(Natural language region descriptions)
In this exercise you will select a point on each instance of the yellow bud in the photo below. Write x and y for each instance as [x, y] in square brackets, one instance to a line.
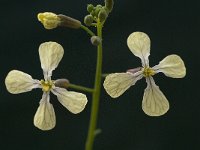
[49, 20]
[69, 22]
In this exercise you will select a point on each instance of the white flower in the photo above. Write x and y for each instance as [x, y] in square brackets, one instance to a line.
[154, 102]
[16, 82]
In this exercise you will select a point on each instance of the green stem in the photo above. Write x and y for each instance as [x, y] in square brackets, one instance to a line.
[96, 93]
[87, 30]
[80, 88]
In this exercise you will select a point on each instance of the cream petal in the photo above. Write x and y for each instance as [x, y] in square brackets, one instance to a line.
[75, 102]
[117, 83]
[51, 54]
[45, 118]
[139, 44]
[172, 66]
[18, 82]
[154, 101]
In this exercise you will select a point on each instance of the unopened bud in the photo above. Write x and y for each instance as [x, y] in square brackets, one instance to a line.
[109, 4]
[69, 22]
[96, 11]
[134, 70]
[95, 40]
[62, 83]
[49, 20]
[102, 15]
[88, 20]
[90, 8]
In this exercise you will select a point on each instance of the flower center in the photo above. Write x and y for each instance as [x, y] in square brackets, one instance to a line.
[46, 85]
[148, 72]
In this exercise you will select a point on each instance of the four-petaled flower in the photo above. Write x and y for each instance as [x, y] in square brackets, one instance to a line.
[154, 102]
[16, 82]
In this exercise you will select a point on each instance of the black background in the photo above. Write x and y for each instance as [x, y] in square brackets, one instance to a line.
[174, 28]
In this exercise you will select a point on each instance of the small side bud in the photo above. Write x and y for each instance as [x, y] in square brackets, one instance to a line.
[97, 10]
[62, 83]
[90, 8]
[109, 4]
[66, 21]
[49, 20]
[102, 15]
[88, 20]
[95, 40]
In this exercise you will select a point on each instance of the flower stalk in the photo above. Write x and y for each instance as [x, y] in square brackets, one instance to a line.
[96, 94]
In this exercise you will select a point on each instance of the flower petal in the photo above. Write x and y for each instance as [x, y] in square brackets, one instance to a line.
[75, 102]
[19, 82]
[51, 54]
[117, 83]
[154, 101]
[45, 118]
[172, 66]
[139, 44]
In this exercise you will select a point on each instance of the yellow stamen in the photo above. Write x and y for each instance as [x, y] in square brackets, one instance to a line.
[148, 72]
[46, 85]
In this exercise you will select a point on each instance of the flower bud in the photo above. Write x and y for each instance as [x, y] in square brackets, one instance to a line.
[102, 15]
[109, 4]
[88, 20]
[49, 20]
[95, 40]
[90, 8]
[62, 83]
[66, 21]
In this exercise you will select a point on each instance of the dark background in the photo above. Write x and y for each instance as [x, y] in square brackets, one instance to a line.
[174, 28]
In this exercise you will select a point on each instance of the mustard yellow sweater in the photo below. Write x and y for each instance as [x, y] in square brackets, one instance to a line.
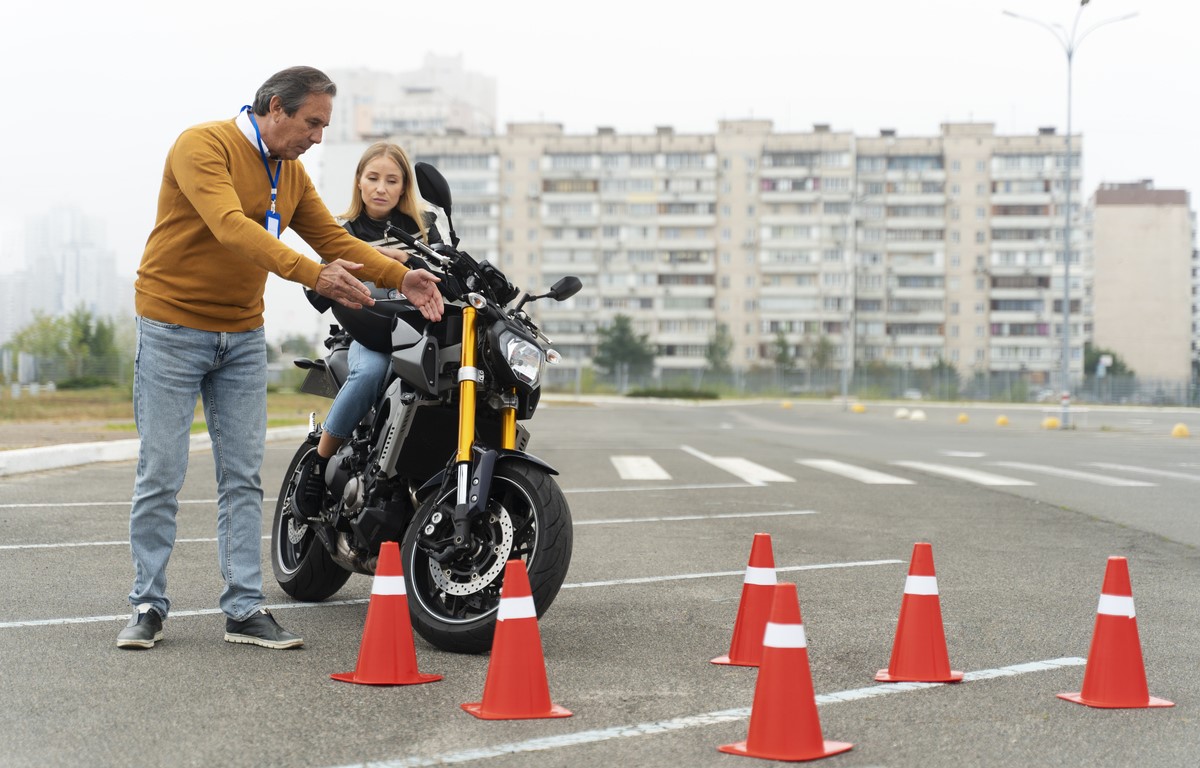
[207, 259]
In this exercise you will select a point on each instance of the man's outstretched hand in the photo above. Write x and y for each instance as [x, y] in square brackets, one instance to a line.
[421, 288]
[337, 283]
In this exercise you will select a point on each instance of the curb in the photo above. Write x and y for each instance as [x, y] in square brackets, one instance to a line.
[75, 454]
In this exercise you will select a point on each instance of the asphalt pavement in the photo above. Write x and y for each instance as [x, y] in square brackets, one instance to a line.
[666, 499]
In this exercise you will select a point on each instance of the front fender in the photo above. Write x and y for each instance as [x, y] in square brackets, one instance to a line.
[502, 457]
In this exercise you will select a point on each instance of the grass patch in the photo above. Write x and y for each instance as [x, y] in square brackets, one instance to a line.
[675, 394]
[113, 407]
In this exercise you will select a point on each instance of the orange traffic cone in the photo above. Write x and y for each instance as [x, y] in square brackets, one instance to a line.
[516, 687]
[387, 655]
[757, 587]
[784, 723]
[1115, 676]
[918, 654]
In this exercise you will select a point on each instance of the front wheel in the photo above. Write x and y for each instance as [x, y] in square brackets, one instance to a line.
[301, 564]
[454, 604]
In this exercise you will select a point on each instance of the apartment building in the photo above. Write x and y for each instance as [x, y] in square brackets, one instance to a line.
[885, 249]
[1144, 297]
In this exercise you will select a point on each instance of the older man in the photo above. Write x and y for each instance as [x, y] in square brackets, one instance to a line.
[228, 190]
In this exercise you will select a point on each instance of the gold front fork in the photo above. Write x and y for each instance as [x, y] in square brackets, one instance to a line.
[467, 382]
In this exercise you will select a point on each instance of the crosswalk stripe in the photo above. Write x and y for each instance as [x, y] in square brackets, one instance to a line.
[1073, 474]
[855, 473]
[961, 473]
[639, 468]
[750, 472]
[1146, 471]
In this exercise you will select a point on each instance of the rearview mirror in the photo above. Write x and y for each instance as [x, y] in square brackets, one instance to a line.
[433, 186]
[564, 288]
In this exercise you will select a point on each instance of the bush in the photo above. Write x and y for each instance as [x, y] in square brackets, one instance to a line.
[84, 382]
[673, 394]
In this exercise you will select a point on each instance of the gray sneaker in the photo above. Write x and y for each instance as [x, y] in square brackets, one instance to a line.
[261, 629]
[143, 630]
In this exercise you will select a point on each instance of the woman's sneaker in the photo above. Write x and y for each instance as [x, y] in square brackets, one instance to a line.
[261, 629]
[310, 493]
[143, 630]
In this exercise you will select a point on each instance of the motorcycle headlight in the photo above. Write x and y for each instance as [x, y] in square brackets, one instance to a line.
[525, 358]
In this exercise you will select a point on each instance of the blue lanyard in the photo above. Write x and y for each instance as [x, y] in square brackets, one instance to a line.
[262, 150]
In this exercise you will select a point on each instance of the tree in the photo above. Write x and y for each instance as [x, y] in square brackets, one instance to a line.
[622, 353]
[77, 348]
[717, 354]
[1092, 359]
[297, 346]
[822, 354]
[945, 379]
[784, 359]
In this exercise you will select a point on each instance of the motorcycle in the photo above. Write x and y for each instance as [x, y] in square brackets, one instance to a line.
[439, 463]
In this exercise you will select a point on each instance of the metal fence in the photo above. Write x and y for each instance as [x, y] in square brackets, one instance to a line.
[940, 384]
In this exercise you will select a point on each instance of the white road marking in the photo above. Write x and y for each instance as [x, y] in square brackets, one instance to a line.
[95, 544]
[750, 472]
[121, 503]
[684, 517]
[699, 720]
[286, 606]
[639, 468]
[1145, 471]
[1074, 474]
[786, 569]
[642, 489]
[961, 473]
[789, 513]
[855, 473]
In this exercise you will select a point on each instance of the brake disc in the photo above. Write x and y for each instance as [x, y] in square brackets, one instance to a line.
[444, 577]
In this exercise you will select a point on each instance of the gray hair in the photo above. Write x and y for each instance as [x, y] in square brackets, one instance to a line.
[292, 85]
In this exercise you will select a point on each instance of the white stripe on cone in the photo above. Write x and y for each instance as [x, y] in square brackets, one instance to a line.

* _What you have to do_
You are asked to output the records precisely as they appear, minus any pictures.

* _Written answer_
In this exercise you will select a point on each instance of the yellow bud in the photo below. Write x and y for each instance as [x, y] in square brackets, one instance to a line.
[49, 20]
[69, 22]
In this exercise you will select a point on each instance of the white flower in the photo above. Write x and y for each instance as [x, y] in square brackets, one instance to a line.
[154, 102]
[16, 82]
In this exercise you will select a point on each instance of the green stem in the photo above. Write x and y for each instance as [x, y] in square brackets, one instance to a line.
[96, 93]
[87, 30]
[80, 88]
In this exercise you will select a point on each instance of the cream petal in the photo above. Write x and y for each instance as [x, y] in square brackets, one instance to a line.
[75, 102]
[117, 83]
[51, 54]
[45, 118]
[139, 44]
[172, 66]
[18, 82]
[154, 101]
In this exercise you will select a point on each instance of the unopened bud in the photo above. Write x and y for each instance as [x, y] in square brackets, one instance to a line.
[109, 4]
[69, 22]
[96, 11]
[134, 70]
[95, 40]
[62, 83]
[49, 20]
[102, 15]
[88, 20]
[90, 8]
In this exercise you will select a point on each instance of the flower center in the photo above. Write x and y for each instance as [x, y] in square brackets, one instance to a line.
[46, 85]
[148, 72]
In this exercise you will select a point on each instance of the four-petaled flower in the photo above. Write x and y for each instance as [x, y] in square brackets, one instance to a line.
[154, 102]
[16, 82]
In this exercise you will select a point on each instance of the black background in the photo above. Write x and y for each instance as [x, y] in square brackets, one instance to a line.
[174, 28]
In this exercise you will select a point on each instance of the small side bud in the photo above. Write x and y for each instance as [x, y] in square brackets, one instance to a line.
[97, 10]
[62, 83]
[90, 8]
[109, 4]
[66, 21]
[49, 20]
[102, 15]
[88, 20]
[95, 40]
In this exercise you will select a point on each instance of the flower stalk in the photo above. Write x and y for each instance as [x, y] in square brackets, one instance to a line.
[96, 94]
In this exercise you will select a point on each instance of the flower petal in the photo above. Write x and y for each instance as [x, y] in square brackets, one instance to a line.
[75, 102]
[19, 82]
[51, 54]
[117, 83]
[154, 101]
[45, 118]
[172, 66]
[139, 44]
In this exercise you will select a point on each instance of the yellow stamen in the photo above. Write x and y for each instance as [x, y] in square brackets, one instance to a line.
[148, 72]
[46, 85]
In this exercise you will select a point on each instance of the flower bud in the photo above. Write x and y for each instance as [x, y] in square brackets, one instance to a line.
[102, 15]
[109, 4]
[88, 20]
[49, 20]
[95, 40]
[90, 8]
[62, 83]
[66, 21]
In this exercise you will select a point on each instance of the dark background in the photo above. Write x and y for each instance as [x, y] in square brackets, one instance to a line.
[174, 28]
In this exercise you will select a point on each instance of the mustard yellow sweater in the photo below. Write x and y for each instance as [x, y] in square brackets, one instance to a line.
[207, 259]
In this exercise you will select a point on each instance of the man's outstretched hand in the photo above. Write x and y for each instance as [x, y] in square brackets, one instance to a line.
[421, 288]
[337, 283]
In this exercise you will select a point on each instance of the curb in the photo above. Write x and y for each instance as [x, y] in square brackets, one instance to a line.
[75, 454]
In this exercise you will select a point on each instance of the asphalt pavement in the photo above. Write x and y for each instance as [x, y] in square brackets, one instance to a line.
[666, 499]
In this exercise you will select a point on each instance of the front fender in the photo above. Write x and y for each instance as [x, y] in square brackets, one instance to a line.
[502, 457]
In this exercise you will select a point on each instance of the grass patch in the photo above. Write x and y for each instance as [x, y] in square brackets, one instance to a line.
[675, 394]
[113, 407]
In this exercise you will select a point on each instance of the orange traffic cone in the photo above. Write x and y for each instance as [x, y] in square brackets, one instance to a line.
[516, 687]
[387, 655]
[757, 587]
[784, 723]
[1115, 676]
[918, 654]
In this exercise you will select a point on each instance of the front wheel in the photo above. Write x and y for each instance as [x, y] in square brackets, one instance to a line.
[301, 564]
[454, 604]
In this exercise you will select a point on each instance of the apartment building in the photo above. Write x and y for each instance as [x, y] in square brackets, one instance to a line.
[885, 249]
[1144, 297]
In this exercise you will select a point on each instance of the older man in the photo above. Write x and y for each instance as [x, y] in square brackets, one instance to a line.
[228, 190]
In this exercise you will select a point on each instance of the gold front fork in the photo above. Write x and y for each instance as [x, y] in square brackets, one instance to a line.
[467, 382]
In this exercise you will select a point on each instance of the crosswalk stripe in the photo above. Write x and y for each instance as [x, y] in square brackets, one instance to a line.
[1073, 474]
[855, 473]
[961, 473]
[639, 468]
[750, 472]
[1146, 471]
In this exercise you will select a point on each instance of the rearview mirror in the photo above. Write x and y for each instance as [x, y] in square brackets, one instance to a line.
[433, 186]
[564, 288]
In this exercise you will select a point on each instance of the bush in the photo above. Write x and y for each instance as [x, y] in square brackets, one instance to a line.
[84, 382]
[673, 394]
In this exercise you will select a point on each instance of the gray sneaker in the photo above. Write x and y for each instance as [x, y] in square brackets, one instance to a line.
[261, 629]
[143, 630]
In this exercise you will select a point on each instance of the woman's sneaker in the photo above. Write x and y for each instance as [x, y] in square brackets, one instance to a line.
[261, 629]
[310, 493]
[143, 630]
In this exercise you will select a point on each instance of the motorcycle headlight in the photo above. Write x and y for each instance as [x, y] in square brackets, one instance to a line.
[525, 358]
In this exercise you will select a point on each instance of the blue lanyard in the photo above. Write x and y for each instance as [x, y] in square brackets, one instance to a line.
[262, 150]
In this exercise you will select a point on each instance of the tree in the photo above. Write x and y for each instance as [x, y] in square brackets, one instance to a line.
[622, 353]
[77, 348]
[717, 354]
[1092, 359]
[297, 346]
[822, 354]
[945, 379]
[784, 359]
In this exercise you will select a point on each instance of the motorcycle in the photo above. Write x and y for each instance as [x, y] in square brackets, one instance to a line.
[439, 463]
In this exercise you will select a point on each instance of the metal fence in the photo above. Write x and y for each instance as [x, y] in square brackets, one instance to a line.
[940, 384]
In this exercise you will select a point on each instance of the white road marking in the photo above. Write x and y for each instance as [x, y] in square brackets, one instance to a line.
[95, 544]
[750, 472]
[121, 503]
[684, 517]
[699, 720]
[286, 606]
[639, 468]
[1145, 471]
[1074, 474]
[786, 569]
[642, 489]
[961, 473]
[789, 513]
[855, 473]
In this exercise you will select a point on each instance of the brake disc in the photo above. Write x and y for each instance as [x, y] in square brackets, one instance to a line.
[444, 577]
In this exercise you will select a point on each instance of the gray hair in the photo above. Write x and y for each instance as [x, y] in square brackets, one instance to a line.
[292, 85]
In this exercise you will select a point on each instance of the white stripe on cone in the photo above. Write x and y for each instance as [x, y] in square brackets, one instance to a line.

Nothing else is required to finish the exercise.